INSTRUCTIONS TO FOLLOW:
Copy nothing from the entries below except the lines from the one containing "Task: each <instance>" through the one containing "positive clicks: (151, 518)", and copy those exactly.
══ EXERCISE DATA
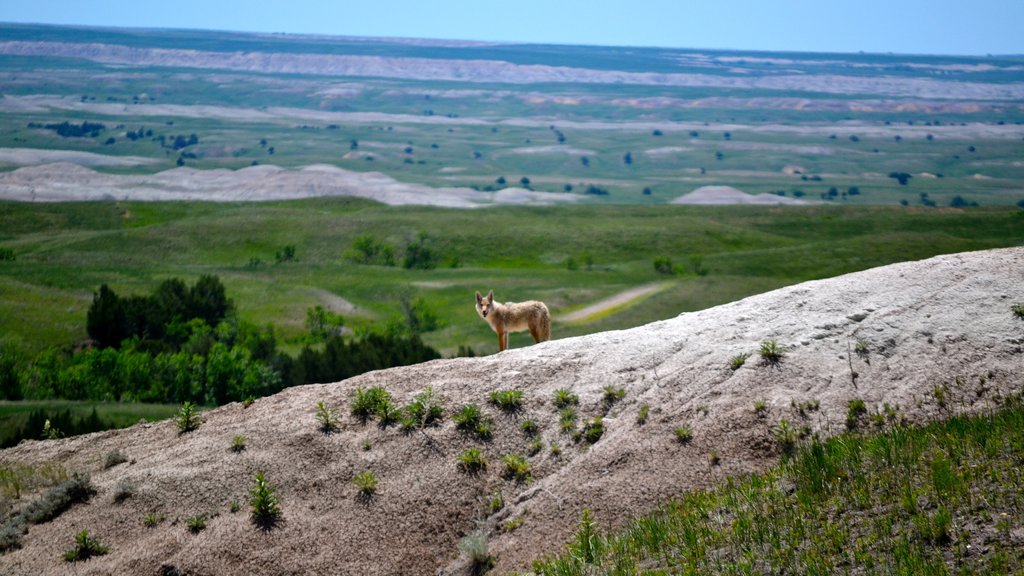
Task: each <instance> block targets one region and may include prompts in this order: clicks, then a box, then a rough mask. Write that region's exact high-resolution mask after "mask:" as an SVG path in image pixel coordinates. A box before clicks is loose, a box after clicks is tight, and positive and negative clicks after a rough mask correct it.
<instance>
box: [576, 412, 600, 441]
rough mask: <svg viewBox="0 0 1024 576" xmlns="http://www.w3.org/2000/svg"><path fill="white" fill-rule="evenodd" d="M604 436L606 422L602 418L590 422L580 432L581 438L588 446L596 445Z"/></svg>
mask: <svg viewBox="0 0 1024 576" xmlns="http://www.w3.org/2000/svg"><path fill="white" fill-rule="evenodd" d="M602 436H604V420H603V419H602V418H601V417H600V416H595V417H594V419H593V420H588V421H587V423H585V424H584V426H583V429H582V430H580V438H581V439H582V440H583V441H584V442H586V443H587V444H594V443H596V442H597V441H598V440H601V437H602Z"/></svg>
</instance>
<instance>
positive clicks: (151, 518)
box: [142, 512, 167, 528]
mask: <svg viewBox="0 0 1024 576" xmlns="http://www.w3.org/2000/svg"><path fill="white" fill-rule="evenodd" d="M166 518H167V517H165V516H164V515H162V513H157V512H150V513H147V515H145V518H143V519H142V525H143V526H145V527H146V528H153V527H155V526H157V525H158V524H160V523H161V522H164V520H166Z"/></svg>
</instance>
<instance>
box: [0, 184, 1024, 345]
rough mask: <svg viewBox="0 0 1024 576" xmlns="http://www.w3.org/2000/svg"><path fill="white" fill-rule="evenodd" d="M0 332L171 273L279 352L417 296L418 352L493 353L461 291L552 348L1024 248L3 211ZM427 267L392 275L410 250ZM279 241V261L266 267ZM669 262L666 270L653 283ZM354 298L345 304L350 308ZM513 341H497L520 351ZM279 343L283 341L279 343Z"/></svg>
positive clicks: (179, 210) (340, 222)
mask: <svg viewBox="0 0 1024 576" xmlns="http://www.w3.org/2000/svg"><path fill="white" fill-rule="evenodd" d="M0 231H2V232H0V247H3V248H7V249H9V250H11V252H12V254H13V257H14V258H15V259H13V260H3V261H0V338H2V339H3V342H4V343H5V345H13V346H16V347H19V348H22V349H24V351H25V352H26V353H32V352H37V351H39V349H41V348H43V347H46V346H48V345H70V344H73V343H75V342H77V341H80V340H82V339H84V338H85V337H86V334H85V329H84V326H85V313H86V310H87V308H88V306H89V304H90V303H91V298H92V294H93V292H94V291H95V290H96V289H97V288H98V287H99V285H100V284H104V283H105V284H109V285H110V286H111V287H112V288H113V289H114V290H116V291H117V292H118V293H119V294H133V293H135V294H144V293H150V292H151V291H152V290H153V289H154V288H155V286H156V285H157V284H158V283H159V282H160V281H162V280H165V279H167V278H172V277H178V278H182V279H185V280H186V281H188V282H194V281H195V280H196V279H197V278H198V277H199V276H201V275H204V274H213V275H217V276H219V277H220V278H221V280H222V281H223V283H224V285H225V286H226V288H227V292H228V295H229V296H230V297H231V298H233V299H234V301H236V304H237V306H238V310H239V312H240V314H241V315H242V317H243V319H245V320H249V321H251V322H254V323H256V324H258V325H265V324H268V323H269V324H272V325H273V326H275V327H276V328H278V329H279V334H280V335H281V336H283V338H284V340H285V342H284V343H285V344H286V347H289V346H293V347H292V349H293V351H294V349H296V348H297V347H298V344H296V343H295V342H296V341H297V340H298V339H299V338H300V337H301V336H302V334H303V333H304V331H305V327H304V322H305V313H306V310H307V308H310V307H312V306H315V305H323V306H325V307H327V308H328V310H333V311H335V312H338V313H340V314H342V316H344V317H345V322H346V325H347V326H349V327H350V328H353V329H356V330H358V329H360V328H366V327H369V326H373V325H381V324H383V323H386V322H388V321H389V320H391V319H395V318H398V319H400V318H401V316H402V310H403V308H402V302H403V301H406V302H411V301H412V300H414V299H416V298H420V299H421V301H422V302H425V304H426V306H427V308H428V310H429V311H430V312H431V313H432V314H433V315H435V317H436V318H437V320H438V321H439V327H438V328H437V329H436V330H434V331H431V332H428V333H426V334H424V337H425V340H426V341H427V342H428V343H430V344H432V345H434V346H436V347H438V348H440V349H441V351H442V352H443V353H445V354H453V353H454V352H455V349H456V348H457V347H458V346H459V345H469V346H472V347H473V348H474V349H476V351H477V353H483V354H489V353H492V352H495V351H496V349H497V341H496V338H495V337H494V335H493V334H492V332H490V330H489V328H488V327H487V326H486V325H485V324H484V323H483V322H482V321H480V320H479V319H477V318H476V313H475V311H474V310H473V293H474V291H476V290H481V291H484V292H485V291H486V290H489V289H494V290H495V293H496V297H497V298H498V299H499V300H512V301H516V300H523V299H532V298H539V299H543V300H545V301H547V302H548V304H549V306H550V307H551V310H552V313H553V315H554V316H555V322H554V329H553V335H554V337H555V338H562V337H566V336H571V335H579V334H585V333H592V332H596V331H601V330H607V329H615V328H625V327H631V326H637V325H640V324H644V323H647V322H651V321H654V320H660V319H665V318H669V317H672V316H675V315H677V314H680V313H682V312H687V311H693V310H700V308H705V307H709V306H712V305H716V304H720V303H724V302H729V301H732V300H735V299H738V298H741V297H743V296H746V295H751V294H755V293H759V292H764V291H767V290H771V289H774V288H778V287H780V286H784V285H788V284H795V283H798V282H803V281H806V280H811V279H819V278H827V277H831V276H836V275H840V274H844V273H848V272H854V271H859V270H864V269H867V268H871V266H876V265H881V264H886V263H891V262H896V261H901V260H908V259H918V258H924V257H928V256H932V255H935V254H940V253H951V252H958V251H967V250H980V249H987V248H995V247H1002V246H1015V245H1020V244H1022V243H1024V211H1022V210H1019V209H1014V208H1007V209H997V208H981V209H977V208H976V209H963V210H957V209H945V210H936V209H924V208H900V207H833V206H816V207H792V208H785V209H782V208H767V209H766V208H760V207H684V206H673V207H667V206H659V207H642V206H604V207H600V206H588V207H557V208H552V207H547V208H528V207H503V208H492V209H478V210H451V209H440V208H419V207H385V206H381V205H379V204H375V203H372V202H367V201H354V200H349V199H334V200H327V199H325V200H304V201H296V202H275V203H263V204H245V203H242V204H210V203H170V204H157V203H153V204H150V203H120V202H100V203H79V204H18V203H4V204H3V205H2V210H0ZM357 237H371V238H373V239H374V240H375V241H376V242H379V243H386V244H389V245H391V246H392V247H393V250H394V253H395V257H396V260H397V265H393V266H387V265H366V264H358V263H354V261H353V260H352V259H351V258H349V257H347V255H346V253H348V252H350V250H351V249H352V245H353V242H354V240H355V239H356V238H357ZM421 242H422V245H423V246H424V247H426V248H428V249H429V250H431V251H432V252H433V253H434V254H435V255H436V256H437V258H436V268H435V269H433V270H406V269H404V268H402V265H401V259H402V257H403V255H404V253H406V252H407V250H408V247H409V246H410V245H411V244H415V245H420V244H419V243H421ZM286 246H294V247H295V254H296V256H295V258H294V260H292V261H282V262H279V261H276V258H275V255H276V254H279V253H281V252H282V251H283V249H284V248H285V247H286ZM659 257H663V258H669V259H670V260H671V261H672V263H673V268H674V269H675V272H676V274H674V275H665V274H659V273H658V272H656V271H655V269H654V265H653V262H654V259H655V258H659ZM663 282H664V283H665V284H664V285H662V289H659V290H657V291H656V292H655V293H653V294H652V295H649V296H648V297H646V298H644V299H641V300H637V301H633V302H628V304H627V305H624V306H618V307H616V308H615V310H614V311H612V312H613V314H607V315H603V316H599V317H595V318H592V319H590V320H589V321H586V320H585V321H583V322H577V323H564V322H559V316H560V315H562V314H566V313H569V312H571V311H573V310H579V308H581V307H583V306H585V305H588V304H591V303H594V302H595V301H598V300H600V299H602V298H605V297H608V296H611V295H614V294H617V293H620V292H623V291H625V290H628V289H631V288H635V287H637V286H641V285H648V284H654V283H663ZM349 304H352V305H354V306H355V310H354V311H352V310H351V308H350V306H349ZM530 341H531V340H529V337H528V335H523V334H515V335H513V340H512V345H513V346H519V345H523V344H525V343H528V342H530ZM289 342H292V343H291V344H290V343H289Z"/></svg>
════
══ EXERCISE DATA
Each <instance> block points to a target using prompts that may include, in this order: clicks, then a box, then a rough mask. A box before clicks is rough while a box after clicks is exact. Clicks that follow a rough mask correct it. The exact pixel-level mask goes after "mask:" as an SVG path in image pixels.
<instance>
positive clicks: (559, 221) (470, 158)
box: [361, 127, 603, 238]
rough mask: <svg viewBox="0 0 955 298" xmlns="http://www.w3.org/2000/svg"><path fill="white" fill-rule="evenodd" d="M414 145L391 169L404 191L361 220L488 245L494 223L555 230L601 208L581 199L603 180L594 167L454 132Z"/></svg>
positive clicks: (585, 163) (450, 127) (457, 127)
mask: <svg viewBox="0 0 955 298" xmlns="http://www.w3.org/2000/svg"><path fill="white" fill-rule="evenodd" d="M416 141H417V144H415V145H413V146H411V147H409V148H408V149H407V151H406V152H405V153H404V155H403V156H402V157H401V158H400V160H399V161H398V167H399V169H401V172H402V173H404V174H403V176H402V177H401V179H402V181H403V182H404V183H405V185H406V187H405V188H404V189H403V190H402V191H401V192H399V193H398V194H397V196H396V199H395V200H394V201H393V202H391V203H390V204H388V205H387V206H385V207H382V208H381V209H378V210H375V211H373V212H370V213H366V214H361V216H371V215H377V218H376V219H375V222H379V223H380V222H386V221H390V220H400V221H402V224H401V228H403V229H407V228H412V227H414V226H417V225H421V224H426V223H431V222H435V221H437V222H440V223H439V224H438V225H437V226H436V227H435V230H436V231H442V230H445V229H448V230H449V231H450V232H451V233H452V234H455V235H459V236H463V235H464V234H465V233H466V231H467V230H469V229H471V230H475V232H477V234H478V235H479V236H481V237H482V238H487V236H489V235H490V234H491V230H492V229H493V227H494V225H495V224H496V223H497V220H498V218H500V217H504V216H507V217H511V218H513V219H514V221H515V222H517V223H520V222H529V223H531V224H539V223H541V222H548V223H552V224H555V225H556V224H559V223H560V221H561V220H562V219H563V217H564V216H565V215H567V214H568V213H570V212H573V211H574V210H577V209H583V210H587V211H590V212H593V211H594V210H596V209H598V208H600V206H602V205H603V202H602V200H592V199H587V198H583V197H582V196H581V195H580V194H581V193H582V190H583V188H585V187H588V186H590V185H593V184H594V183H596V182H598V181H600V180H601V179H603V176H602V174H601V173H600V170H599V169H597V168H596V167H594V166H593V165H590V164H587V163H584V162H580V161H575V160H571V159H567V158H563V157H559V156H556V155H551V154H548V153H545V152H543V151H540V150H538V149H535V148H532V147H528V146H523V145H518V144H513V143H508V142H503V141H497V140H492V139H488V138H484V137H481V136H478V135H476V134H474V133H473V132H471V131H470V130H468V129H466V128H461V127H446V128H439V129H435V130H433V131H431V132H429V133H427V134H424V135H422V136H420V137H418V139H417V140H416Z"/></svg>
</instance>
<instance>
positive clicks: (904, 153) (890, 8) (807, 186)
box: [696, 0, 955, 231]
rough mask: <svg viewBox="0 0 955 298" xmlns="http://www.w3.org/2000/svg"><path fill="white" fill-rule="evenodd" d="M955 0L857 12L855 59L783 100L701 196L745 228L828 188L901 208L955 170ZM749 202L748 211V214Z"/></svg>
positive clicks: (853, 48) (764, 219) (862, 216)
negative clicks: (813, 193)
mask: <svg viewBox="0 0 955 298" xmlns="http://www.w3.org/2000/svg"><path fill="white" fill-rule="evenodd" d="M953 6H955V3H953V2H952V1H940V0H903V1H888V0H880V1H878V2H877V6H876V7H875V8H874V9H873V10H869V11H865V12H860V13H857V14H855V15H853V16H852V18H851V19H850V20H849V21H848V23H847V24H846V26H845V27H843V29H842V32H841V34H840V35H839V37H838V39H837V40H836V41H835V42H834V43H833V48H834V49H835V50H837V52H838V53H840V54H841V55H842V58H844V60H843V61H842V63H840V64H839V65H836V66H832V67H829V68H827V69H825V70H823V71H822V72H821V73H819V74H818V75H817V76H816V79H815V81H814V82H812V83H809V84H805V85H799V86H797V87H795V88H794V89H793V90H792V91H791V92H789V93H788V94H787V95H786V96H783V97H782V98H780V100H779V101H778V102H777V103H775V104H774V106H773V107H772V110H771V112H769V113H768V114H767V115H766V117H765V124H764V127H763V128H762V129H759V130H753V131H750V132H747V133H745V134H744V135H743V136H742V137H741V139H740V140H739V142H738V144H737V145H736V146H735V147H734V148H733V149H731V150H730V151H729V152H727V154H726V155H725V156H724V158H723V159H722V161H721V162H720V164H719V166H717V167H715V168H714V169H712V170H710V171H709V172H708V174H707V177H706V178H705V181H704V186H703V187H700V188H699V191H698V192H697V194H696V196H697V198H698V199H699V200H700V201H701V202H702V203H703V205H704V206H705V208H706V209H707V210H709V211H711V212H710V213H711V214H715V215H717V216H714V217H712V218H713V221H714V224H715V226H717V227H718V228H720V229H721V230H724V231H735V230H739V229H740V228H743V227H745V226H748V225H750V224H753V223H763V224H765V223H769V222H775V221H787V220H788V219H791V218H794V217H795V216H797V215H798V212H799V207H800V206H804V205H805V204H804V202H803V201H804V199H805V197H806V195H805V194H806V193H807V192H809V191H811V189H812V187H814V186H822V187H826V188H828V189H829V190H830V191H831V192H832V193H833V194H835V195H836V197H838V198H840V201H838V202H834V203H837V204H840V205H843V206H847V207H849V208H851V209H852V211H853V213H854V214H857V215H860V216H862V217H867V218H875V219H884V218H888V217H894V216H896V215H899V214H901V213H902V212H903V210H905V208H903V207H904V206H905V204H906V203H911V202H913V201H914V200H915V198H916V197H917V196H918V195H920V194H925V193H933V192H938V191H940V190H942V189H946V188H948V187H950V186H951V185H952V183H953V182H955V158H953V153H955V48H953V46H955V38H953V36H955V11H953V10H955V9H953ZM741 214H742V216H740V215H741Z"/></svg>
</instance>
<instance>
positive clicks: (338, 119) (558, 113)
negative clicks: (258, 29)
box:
════
EXERCISE RESPONSE:
Task: each <instance> block targets one region and may include prompts in this order: clicks, then a box, then a rough mask. Write that region's exact high-resolution mask after "mask:" as an SVG path in image pixel coordinates. A box before clicks is loose, a box after clicks is tight, and positive and negative clicks after a rough mask correct it.
<instance>
box: [576, 412, 600, 441]
rough mask: <svg viewBox="0 0 1024 576" xmlns="http://www.w3.org/2000/svg"><path fill="white" fill-rule="evenodd" d="M604 436L606 422L602 418L590 422L580 432L581 438L588 446L596 445Z"/></svg>
mask: <svg viewBox="0 0 1024 576" xmlns="http://www.w3.org/2000/svg"><path fill="white" fill-rule="evenodd" d="M602 436H604V420H603V419H602V418H601V417H600V416H595V417H594V419H593V420H588V421H587V423H585V424H584V426H583V429H582V430H580V438H581V439H582V440H583V441H584V442H586V443H587V444H594V443H596V442H597V441H598V440H601V437H602Z"/></svg>
</instance>
<instance>
positive clicks: (151, 518)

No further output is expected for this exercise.